Reproduce the items word for word, starting at the line that contains "Could you please locate the peach" and ending at the final line of the items.

[Bounding box annotation items]

** begin **

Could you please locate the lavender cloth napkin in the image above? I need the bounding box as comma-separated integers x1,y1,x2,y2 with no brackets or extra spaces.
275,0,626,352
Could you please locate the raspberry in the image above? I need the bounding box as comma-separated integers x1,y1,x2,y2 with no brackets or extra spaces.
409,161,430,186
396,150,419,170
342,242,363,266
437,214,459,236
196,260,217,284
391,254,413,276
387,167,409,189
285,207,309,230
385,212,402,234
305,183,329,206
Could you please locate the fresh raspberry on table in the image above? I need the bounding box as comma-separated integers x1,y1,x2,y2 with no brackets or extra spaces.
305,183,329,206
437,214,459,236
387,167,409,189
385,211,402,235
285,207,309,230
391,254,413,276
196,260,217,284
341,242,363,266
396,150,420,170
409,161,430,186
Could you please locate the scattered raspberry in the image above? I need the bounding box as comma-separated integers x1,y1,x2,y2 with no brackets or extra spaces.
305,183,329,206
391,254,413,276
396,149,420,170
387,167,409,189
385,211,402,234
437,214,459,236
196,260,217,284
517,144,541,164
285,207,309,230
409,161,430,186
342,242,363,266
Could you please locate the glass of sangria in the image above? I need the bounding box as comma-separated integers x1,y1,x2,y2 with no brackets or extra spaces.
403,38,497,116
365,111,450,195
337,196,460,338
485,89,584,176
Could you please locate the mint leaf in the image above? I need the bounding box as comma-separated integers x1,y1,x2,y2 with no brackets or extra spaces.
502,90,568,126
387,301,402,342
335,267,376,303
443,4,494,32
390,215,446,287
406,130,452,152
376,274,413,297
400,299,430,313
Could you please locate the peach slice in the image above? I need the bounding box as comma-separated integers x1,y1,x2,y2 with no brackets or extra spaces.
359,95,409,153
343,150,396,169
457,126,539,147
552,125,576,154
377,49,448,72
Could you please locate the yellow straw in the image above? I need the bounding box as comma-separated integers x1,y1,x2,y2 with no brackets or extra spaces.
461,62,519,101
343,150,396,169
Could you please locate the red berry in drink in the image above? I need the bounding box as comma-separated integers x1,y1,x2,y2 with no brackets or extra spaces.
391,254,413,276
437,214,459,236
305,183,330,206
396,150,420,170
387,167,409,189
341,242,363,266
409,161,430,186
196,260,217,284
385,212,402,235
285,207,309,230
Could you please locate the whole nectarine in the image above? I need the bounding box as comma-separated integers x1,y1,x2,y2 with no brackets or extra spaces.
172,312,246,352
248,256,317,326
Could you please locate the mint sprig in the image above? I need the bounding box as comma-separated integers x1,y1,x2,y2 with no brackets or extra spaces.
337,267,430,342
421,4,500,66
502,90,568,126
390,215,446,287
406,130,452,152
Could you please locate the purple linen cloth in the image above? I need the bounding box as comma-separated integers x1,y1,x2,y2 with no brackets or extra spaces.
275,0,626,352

** end **

▶ Solution to this task:
Could you please locate the peach slice in the image above? I need the bounding box as comma-separated integers x1,y1,x2,y2 with no brackets or extra spaces.
359,95,409,153
343,150,396,169
457,126,539,147
552,125,576,154
377,49,448,72
Could you please locate the yellow straw in the image above? I need the bounding box as comma-separated integers x1,y1,x2,y2 with no brackets or extra spaces.
461,62,519,101
343,150,396,169
Could you please locate the red berry in drink in the image above? I need the bounding box as comma-separated integers x1,y1,x2,y2 with no brackets or extra spaces.
391,254,413,276
437,214,459,236
305,183,330,206
396,150,420,170
387,167,409,189
341,242,363,266
409,161,430,186
196,260,217,284
385,212,402,235
285,207,309,230
Could you please locate the whole nectarine in the image above? I need the bounding box as comma-separated integers x1,y1,x2,y2 with no brackets or extra spaces.
172,312,246,352
248,256,317,326
Could you please locate the mint sprig in the image above? I need the bounding box as comma-separated integers x1,y1,x2,y2 with no brackets or extra spaces.
337,267,430,342
421,4,500,66
502,90,568,126
390,215,446,287
406,130,452,152
Could you please locate the purple linen cloth in the image above? I need the bounding box as comma-separated integers x1,y1,x2,y2 with no brackets or extra spaces.
275,0,626,352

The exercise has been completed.